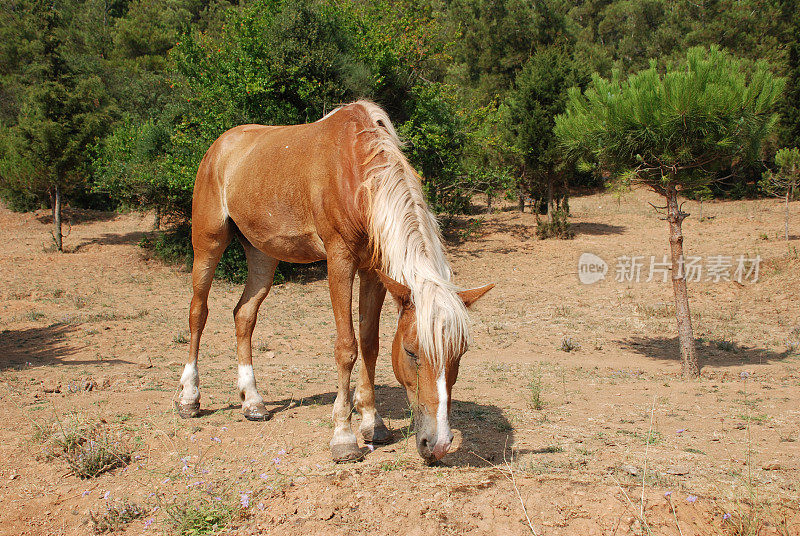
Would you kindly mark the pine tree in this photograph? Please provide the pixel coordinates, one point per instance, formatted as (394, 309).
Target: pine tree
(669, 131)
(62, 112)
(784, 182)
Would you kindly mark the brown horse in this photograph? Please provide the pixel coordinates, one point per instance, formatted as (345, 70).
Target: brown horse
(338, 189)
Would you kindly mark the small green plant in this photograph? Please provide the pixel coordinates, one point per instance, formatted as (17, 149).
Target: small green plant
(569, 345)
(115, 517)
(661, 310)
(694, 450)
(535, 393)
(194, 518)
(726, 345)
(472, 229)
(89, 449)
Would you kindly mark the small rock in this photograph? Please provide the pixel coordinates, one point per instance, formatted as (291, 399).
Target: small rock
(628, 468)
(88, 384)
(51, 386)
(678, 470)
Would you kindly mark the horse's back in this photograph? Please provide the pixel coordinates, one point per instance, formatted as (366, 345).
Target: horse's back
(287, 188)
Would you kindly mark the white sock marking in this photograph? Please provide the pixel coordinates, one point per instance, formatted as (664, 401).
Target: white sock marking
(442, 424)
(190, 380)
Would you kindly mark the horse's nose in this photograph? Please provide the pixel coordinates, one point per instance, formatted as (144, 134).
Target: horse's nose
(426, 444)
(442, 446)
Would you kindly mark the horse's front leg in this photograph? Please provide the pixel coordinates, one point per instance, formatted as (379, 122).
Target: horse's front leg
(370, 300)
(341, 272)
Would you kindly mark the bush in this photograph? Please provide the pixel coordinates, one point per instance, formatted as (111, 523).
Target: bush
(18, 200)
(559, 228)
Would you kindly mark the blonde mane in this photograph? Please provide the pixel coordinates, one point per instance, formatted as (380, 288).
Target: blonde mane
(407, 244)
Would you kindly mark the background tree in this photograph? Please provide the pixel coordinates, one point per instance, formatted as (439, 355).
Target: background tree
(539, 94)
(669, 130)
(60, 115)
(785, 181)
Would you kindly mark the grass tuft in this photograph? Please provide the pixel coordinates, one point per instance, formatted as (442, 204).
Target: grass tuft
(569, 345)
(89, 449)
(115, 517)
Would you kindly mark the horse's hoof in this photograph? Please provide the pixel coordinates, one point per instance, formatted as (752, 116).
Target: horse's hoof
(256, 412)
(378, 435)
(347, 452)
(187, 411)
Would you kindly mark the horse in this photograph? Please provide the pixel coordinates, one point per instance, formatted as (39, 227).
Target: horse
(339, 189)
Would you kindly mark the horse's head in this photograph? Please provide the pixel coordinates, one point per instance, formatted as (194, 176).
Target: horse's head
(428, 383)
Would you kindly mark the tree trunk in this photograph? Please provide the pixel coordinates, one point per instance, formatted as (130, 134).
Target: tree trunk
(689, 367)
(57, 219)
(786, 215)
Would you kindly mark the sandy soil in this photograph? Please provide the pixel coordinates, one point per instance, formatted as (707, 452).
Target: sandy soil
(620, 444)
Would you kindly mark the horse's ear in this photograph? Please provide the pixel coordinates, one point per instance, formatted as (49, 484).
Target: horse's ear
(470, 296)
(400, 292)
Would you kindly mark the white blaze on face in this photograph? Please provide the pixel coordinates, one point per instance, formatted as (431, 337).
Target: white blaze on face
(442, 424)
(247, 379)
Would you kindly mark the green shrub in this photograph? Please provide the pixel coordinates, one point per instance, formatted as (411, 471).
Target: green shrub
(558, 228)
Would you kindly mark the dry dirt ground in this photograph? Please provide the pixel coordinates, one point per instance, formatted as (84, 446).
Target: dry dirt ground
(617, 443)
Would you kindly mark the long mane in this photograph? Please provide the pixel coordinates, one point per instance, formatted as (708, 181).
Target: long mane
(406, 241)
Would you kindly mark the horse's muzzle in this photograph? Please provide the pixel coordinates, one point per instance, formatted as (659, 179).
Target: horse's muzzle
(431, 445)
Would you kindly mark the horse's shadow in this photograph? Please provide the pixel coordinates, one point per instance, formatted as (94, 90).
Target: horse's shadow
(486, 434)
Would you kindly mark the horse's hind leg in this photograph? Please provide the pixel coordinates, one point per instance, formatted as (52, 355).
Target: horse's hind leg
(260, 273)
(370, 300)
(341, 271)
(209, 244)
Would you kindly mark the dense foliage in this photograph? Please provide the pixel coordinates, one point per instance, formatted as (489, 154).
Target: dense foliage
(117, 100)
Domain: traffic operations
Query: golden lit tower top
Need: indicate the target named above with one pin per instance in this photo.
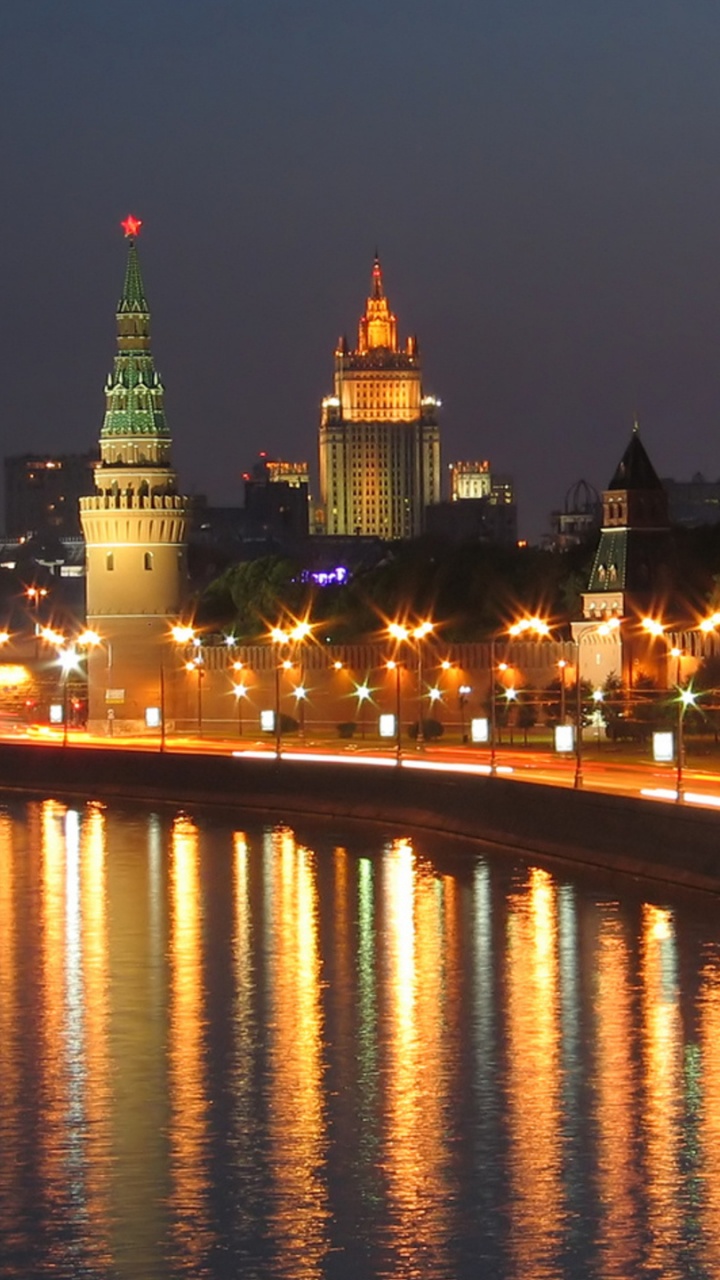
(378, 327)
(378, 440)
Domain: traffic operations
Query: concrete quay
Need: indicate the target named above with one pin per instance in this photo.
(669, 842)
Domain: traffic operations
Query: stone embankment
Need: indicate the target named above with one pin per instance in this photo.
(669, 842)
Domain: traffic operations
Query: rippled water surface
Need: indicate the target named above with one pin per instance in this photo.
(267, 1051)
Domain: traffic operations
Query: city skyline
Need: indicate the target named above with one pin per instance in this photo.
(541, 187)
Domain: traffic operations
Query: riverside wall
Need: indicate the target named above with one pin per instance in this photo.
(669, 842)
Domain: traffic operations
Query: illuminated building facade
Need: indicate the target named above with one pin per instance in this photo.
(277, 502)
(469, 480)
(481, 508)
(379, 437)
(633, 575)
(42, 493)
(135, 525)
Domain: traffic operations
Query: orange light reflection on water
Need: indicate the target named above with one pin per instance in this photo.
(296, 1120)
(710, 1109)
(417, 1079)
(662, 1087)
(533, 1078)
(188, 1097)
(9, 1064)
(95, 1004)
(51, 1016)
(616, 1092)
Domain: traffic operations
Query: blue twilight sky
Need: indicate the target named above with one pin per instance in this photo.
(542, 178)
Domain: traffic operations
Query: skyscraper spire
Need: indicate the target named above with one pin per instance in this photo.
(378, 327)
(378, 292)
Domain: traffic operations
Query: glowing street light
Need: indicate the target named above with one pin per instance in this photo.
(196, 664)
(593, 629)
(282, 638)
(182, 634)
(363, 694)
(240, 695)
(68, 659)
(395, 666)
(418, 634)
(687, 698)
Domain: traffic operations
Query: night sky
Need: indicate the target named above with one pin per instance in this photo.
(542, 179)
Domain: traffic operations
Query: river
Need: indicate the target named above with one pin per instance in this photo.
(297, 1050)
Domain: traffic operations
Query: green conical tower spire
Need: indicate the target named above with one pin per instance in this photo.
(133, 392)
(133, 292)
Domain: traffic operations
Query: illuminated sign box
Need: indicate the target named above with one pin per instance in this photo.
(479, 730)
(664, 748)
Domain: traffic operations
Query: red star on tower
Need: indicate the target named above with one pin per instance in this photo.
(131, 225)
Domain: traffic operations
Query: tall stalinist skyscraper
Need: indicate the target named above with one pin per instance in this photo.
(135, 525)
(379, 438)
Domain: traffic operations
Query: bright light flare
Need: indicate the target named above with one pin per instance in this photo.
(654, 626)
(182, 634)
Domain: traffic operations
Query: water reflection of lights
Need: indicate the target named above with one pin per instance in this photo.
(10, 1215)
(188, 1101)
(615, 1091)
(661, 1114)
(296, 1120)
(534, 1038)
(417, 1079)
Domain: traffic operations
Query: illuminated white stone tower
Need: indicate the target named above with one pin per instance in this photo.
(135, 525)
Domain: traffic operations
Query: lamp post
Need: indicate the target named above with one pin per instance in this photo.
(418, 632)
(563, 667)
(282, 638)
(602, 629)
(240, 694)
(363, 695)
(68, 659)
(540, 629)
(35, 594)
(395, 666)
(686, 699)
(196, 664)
▬▬▬
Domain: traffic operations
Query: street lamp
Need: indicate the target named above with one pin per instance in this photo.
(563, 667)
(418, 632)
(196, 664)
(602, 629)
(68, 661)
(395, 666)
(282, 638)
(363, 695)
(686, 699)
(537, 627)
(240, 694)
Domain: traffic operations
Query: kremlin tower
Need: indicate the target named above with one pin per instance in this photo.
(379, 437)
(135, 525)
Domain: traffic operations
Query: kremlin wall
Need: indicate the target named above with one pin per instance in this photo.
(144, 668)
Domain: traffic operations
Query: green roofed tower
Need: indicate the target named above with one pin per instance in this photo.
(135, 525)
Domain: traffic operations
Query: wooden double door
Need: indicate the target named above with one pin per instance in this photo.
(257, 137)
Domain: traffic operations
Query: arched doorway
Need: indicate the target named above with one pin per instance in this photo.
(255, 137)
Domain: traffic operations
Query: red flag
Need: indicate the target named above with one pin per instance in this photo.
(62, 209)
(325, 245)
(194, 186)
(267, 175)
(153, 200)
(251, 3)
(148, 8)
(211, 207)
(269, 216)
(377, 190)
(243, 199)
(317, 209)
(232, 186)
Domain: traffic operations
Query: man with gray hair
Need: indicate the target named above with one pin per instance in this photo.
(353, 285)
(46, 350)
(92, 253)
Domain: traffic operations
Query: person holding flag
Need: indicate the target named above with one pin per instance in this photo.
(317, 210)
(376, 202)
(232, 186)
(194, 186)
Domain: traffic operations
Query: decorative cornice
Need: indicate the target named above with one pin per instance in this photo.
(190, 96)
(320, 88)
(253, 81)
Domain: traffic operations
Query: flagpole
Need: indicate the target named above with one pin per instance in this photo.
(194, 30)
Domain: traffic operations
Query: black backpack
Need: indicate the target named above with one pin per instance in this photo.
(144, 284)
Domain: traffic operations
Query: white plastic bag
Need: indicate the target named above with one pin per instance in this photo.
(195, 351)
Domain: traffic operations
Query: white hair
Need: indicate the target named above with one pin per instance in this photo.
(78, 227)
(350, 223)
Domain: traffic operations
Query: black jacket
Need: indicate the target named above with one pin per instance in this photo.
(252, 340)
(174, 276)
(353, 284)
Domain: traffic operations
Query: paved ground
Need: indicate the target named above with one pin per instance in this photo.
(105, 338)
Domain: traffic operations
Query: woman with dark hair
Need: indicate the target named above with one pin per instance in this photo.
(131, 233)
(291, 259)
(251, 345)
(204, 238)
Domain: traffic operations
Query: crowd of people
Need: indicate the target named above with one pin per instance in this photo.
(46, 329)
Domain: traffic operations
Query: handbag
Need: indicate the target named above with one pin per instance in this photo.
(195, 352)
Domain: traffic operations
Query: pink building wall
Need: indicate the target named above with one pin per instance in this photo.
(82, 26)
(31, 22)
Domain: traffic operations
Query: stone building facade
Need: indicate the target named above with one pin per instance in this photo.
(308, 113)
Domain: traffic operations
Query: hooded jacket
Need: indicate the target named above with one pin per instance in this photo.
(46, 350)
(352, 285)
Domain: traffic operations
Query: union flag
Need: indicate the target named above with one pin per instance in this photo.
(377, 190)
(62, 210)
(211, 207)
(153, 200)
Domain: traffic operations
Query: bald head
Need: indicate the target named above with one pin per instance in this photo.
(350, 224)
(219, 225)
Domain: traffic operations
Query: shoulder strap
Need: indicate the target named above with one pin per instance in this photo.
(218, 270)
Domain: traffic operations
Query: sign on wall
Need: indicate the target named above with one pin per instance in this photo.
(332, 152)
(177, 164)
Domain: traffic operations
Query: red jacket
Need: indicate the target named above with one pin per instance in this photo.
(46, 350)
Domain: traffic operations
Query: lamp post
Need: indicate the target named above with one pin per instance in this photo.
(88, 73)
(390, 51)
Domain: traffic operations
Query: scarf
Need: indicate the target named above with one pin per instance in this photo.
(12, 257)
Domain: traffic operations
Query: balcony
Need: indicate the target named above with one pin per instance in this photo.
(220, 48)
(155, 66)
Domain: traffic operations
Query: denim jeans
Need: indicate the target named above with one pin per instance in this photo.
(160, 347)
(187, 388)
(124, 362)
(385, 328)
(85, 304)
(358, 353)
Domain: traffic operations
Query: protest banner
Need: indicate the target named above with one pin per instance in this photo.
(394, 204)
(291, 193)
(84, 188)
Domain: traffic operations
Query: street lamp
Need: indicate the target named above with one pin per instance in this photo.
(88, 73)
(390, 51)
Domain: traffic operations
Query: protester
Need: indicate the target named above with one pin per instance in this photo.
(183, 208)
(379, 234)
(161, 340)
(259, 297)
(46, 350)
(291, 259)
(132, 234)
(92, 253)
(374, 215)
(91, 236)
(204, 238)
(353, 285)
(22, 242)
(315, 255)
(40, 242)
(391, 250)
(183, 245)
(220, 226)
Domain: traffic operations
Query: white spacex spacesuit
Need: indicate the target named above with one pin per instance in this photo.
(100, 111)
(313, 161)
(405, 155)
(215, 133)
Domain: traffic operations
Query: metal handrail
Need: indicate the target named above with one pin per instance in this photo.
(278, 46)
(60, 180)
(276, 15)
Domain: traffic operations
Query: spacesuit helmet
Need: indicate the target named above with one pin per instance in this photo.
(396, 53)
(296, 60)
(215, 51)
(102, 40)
▬▬▬
• ABOUT THIS EXERCISE: Starting at the line with "Query: hooded jacket" and ending at the line with "Query: sign on wall", print each line of the listing above exactly, with no other lines.

• OUTPUT OF THE TASK:
Query: hooded jacket
Need: indicate the target named above with one pin per instance in this photo.
(46, 350)
(352, 285)
Domain: traffic operations
Query: union flag
Need: indicate the target named above with one pin per instance in this photo.
(377, 190)
(62, 210)
(211, 207)
(153, 200)
Domain: traffic operations
Query: bald head
Need: indicate the target named above with one pin per instance in this photo.
(350, 224)
(219, 225)
Domain: traffic operations
Query: shoulder strap
Need: indicate the target named above with one pin per instance in this photo.
(218, 270)
Domain: traffic operations
Query: sign on wall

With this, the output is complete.